--- Start DATASET ENTRIES ---

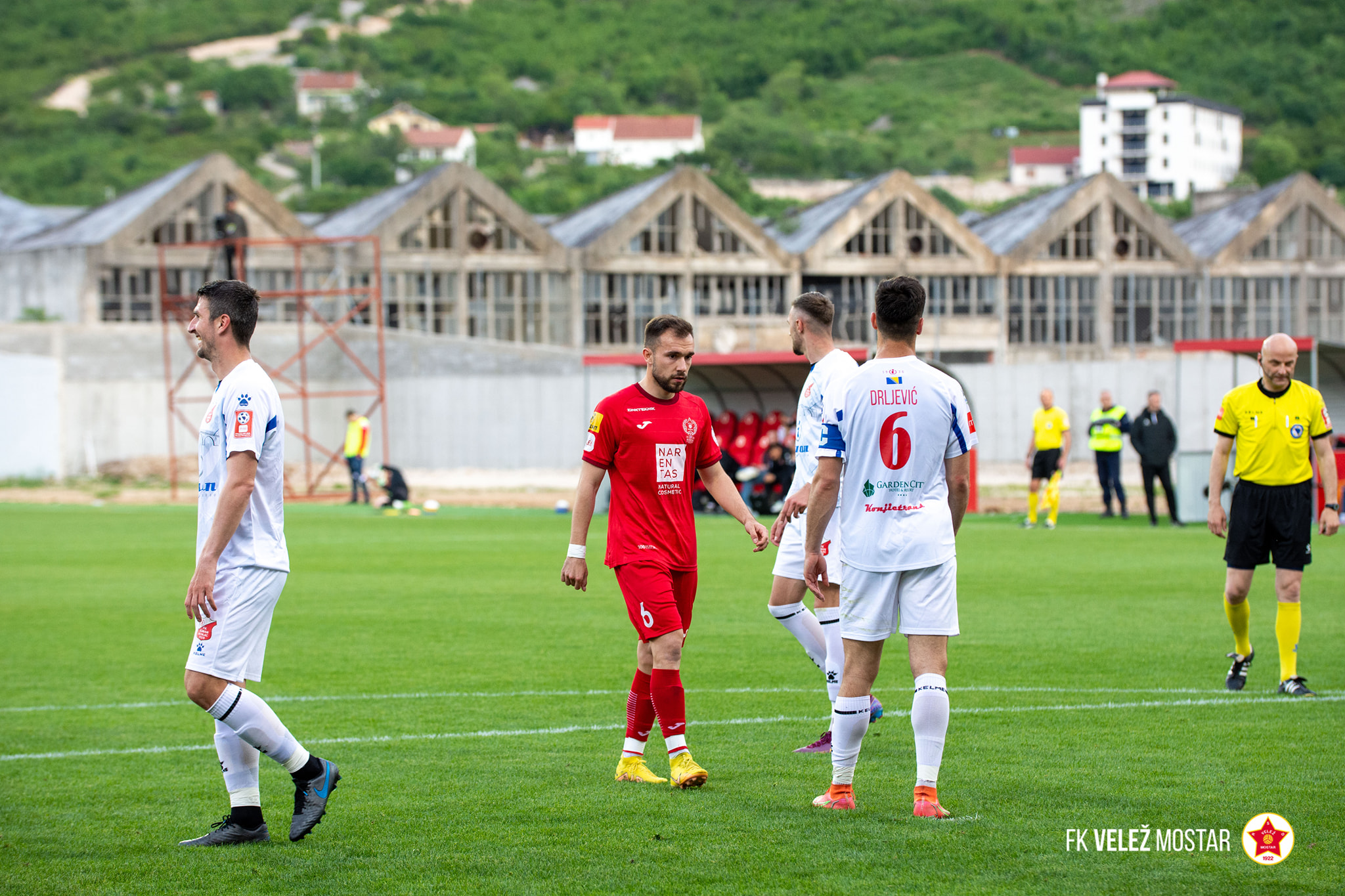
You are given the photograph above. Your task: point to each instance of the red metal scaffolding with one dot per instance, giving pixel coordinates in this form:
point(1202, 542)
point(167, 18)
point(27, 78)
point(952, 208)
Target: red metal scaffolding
point(369, 301)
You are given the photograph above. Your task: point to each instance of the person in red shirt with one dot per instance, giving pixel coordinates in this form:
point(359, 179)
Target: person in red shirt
point(651, 438)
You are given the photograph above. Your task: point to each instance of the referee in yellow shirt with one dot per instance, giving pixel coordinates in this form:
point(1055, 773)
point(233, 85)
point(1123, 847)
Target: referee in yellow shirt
point(1278, 423)
point(1048, 452)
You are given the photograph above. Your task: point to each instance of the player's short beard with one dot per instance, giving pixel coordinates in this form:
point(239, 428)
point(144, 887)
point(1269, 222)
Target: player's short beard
point(667, 385)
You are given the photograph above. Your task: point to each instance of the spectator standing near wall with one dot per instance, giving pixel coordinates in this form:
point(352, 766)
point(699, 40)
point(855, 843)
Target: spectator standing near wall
point(357, 449)
point(1155, 438)
point(1106, 426)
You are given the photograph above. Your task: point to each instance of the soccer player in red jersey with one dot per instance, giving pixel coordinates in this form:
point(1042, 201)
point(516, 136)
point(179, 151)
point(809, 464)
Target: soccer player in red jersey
point(651, 438)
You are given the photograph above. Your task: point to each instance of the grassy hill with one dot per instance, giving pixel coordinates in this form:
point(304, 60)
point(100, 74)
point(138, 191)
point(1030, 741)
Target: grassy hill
point(803, 88)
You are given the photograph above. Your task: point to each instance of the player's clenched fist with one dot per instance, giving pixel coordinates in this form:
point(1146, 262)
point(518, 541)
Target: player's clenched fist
point(575, 572)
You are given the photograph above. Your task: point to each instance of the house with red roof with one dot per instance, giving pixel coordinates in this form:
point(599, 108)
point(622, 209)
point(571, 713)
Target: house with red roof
point(1161, 142)
point(317, 92)
point(1043, 165)
point(636, 140)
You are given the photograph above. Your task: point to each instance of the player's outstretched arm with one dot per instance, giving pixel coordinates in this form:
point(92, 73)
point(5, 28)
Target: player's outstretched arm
point(1331, 521)
point(794, 505)
point(958, 472)
point(822, 504)
point(240, 481)
point(1218, 521)
point(721, 488)
point(575, 572)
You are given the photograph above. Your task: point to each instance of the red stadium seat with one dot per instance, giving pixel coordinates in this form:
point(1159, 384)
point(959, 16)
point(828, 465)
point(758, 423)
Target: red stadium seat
point(749, 426)
point(741, 449)
point(726, 425)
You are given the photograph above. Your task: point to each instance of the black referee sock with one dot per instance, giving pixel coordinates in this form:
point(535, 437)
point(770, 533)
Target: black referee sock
point(246, 817)
point(311, 770)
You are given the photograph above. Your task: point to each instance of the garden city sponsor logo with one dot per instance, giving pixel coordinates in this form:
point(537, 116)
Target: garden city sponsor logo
point(1149, 840)
point(1268, 839)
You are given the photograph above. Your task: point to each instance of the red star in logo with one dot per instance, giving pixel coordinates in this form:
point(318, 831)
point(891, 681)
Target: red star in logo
point(1268, 837)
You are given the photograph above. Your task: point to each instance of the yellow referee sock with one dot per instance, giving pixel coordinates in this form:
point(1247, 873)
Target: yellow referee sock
point(1053, 496)
point(1289, 622)
point(1241, 621)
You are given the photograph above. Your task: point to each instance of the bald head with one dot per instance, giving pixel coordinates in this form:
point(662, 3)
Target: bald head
point(1277, 359)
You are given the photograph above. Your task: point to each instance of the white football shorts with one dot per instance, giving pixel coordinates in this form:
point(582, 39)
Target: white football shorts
point(789, 559)
point(232, 645)
point(925, 602)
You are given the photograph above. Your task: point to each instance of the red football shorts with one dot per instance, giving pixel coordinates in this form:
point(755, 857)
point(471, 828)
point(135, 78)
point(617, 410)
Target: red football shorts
point(657, 599)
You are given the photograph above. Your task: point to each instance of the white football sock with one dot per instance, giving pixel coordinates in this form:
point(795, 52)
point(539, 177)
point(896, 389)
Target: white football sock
point(930, 720)
point(829, 620)
point(803, 625)
point(257, 725)
point(241, 765)
point(849, 721)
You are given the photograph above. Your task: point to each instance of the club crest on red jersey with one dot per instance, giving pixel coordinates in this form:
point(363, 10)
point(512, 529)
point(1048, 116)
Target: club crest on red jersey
point(690, 429)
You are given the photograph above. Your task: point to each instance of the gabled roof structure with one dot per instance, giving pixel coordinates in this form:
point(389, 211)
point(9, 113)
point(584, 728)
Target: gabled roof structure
point(142, 207)
point(581, 227)
point(393, 211)
point(1208, 234)
point(19, 219)
point(603, 228)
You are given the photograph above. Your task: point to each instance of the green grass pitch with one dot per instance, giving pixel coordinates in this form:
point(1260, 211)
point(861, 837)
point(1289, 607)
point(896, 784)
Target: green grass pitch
point(459, 625)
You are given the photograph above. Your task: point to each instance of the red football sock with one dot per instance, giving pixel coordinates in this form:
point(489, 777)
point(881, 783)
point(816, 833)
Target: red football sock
point(670, 703)
point(639, 715)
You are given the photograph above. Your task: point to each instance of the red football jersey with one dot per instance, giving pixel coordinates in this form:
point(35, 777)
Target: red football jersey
point(651, 449)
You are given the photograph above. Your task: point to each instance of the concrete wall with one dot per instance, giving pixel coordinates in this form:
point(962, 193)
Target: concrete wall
point(1003, 396)
point(452, 402)
point(33, 444)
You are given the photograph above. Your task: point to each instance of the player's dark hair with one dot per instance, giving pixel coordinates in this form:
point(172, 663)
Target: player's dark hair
point(900, 304)
point(666, 324)
point(817, 307)
point(236, 299)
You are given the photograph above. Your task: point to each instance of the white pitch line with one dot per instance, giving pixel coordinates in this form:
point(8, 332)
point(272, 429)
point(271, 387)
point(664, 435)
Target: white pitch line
point(451, 695)
point(518, 733)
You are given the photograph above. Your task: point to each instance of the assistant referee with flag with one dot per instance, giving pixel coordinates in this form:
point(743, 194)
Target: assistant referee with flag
point(1278, 423)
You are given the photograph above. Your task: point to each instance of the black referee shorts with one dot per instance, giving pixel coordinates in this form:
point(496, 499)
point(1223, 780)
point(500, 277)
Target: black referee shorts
point(1270, 521)
point(1044, 464)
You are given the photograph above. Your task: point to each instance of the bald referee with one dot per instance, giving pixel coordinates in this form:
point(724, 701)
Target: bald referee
point(1278, 423)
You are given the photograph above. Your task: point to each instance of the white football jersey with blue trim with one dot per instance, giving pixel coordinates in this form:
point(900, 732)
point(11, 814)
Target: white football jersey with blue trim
point(245, 416)
point(826, 375)
point(894, 422)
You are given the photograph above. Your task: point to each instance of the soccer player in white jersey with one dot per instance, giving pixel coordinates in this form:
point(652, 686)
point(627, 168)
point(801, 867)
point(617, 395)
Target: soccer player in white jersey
point(900, 430)
point(241, 567)
point(818, 630)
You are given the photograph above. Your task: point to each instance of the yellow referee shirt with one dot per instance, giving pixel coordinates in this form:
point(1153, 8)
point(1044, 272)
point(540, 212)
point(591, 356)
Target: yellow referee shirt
point(1274, 431)
point(1049, 426)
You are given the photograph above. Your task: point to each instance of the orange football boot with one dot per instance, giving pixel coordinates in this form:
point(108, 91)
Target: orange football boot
point(927, 803)
point(837, 797)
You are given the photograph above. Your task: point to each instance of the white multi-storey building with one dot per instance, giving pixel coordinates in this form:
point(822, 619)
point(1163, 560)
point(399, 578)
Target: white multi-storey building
point(1161, 142)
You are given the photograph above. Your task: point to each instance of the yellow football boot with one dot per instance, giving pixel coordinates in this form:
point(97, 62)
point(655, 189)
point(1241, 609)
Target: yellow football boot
point(634, 769)
point(685, 771)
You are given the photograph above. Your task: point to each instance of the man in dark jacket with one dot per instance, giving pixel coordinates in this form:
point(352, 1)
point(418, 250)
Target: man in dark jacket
point(1155, 438)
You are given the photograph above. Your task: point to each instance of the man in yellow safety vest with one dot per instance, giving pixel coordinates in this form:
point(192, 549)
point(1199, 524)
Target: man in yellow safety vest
point(1105, 440)
point(357, 449)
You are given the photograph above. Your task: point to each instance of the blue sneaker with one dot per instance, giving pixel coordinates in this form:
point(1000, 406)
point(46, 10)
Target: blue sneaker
point(311, 800)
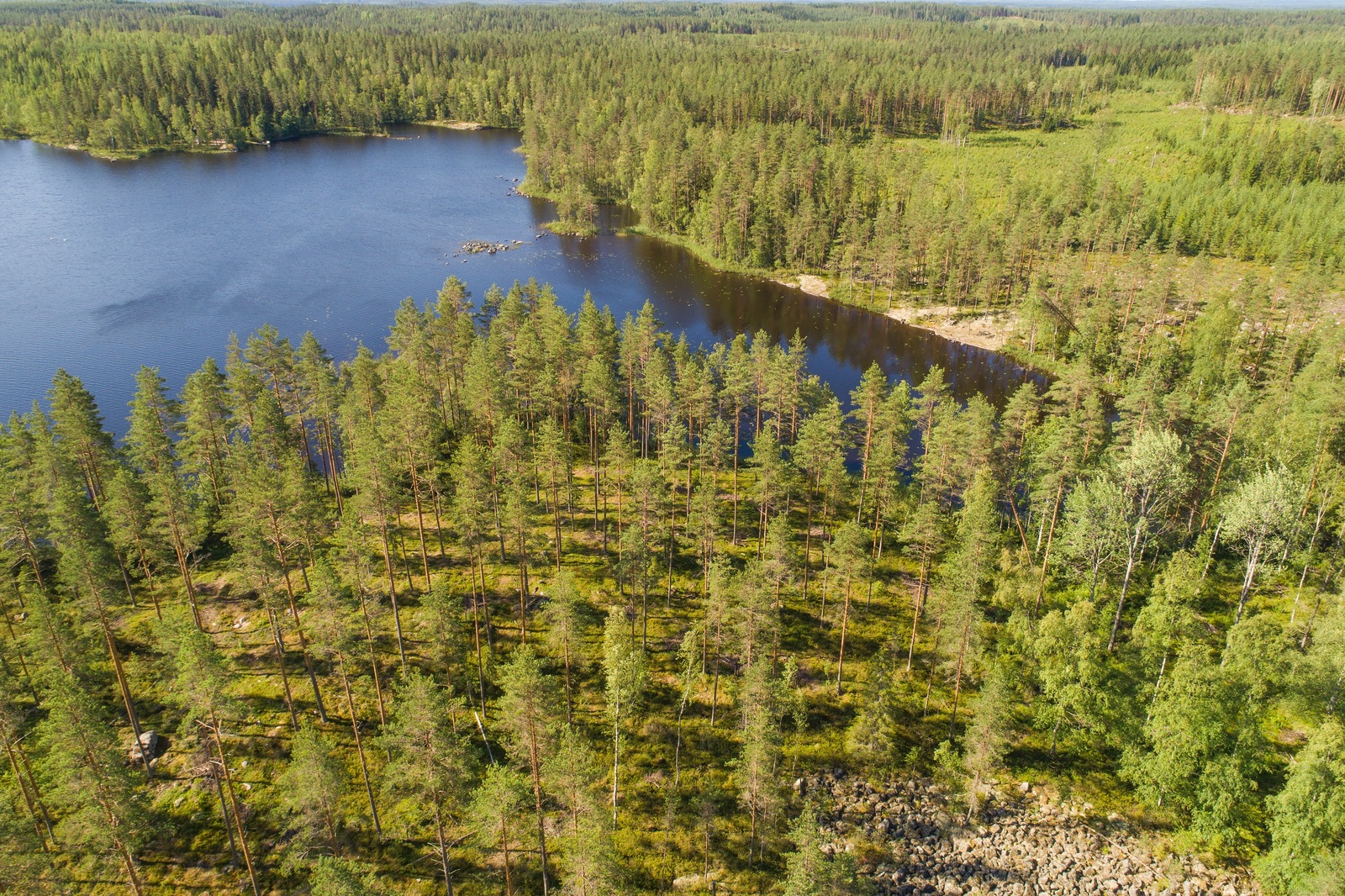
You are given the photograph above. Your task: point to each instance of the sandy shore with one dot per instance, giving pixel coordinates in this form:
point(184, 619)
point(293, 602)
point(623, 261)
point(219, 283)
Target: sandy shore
point(988, 331)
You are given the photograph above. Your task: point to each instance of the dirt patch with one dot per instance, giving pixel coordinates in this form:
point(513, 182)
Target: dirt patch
point(988, 331)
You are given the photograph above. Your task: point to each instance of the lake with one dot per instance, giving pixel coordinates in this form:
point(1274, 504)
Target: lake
point(109, 266)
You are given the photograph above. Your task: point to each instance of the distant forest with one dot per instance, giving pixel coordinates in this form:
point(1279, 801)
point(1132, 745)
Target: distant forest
point(952, 152)
point(538, 600)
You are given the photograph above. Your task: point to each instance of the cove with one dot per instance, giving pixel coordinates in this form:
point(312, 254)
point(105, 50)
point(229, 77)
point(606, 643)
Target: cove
point(109, 266)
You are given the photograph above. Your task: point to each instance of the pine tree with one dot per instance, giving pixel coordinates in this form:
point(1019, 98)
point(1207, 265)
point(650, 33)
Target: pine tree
point(495, 804)
point(528, 712)
point(201, 680)
point(103, 810)
point(625, 680)
point(309, 793)
point(565, 631)
point(430, 766)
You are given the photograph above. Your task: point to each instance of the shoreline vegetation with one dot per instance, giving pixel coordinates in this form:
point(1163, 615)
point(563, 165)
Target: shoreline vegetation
point(542, 600)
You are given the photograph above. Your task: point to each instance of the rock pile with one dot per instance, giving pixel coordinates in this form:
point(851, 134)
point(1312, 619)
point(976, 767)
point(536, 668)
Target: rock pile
point(912, 844)
point(474, 246)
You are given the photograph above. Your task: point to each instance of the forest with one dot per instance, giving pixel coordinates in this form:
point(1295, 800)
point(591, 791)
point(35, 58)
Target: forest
point(540, 599)
point(943, 154)
point(530, 599)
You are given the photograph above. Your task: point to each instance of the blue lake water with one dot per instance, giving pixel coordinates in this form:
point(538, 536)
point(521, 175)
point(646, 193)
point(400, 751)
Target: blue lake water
point(108, 266)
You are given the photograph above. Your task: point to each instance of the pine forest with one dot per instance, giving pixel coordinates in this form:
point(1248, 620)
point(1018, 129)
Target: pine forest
point(524, 598)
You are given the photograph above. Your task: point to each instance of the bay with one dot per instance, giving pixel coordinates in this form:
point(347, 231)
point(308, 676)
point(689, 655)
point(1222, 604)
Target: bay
point(109, 266)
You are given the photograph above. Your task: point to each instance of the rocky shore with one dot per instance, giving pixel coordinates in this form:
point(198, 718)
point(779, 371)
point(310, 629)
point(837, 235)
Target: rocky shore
point(1024, 842)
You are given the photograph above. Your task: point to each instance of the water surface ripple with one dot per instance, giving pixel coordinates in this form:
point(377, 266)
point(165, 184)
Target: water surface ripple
point(108, 266)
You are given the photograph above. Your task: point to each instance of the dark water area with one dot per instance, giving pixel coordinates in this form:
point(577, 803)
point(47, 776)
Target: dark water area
point(109, 266)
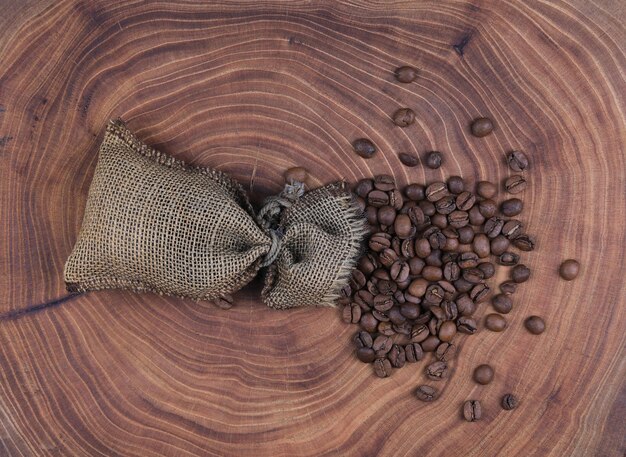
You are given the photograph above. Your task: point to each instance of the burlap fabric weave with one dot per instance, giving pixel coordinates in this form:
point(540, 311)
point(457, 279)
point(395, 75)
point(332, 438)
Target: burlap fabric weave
point(154, 223)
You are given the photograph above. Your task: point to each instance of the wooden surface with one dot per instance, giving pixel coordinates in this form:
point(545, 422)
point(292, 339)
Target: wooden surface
point(253, 88)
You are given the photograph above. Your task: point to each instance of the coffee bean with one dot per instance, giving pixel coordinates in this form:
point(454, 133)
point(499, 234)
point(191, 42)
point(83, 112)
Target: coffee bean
point(517, 160)
point(509, 402)
point(437, 370)
point(404, 117)
point(472, 411)
point(483, 374)
point(426, 393)
point(295, 174)
point(520, 273)
point(406, 74)
point(409, 160)
point(413, 352)
point(515, 184)
point(569, 269)
point(382, 367)
point(434, 159)
point(365, 355)
point(511, 207)
point(482, 126)
point(364, 147)
point(535, 325)
point(486, 189)
point(495, 322)
point(502, 303)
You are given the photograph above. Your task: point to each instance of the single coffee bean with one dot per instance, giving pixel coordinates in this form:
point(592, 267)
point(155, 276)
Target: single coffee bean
point(364, 147)
point(413, 352)
point(535, 325)
point(517, 160)
point(508, 259)
point(481, 127)
point(483, 374)
point(509, 402)
point(515, 184)
point(406, 74)
point(437, 370)
point(434, 159)
point(472, 411)
point(569, 269)
point(511, 207)
point(456, 184)
point(409, 160)
point(426, 393)
point(365, 355)
point(404, 117)
point(520, 273)
point(294, 174)
point(486, 189)
point(502, 303)
point(382, 367)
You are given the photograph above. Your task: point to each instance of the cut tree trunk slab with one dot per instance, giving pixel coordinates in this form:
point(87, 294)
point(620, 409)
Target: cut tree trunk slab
point(253, 88)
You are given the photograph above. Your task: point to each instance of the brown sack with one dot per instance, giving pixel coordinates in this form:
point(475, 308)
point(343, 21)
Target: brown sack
point(153, 223)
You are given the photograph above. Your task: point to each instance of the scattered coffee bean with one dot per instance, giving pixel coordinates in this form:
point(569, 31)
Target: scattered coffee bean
point(364, 147)
point(483, 374)
point(535, 325)
point(472, 410)
point(569, 269)
point(406, 74)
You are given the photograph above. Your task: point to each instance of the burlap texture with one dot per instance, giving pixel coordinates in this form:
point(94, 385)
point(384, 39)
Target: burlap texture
point(154, 223)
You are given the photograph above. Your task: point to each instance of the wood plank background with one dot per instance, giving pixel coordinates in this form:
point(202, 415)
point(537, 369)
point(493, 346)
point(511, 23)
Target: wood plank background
point(252, 88)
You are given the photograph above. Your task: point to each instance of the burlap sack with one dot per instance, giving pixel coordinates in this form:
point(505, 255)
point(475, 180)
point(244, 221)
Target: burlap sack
point(153, 223)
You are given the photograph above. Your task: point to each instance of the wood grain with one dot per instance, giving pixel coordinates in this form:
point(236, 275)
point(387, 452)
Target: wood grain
point(253, 88)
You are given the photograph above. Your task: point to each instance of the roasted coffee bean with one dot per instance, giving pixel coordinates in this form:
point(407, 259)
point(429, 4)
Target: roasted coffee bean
point(508, 259)
point(414, 192)
point(502, 303)
point(499, 245)
point(512, 229)
point(456, 184)
point(382, 367)
point(445, 352)
point(481, 246)
point(517, 160)
point(366, 355)
point(483, 374)
point(447, 331)
point(466, 325)
point(397, 356)
point(515, 184)
point(535, 325)
point(430, 343)
point(509, 402)
point(511, 207)
point(413, 352)
point(404, 117)
point(520, 273)
point(364, 147)
point(409, 160)
point(406, 74)
point(482, 126)
point(488, 269)
point(426, 393)
point(437, 370)
point(495, 322)
point(508, 287)
point(524, 242)
point(295, 174)
point(472, 411)
point(569, 269)
point(486, 189)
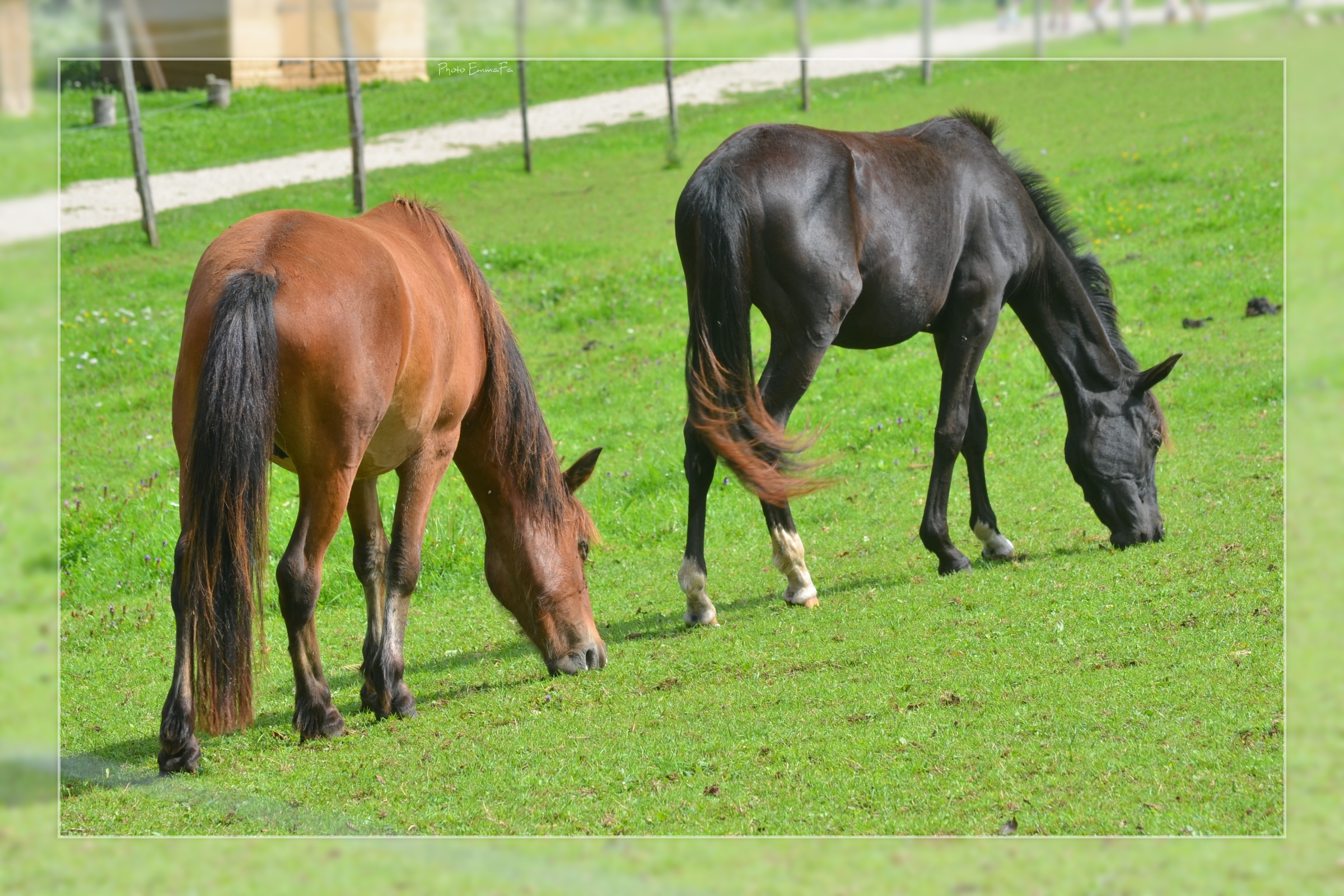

--- End DATASET ENTRIES ---

▶ AIM OF THE TASK: Count the lines in the rows above that contain the string "head", matching case exactly, and reply with that number alone.

▶ WORKED SOLUTION: 2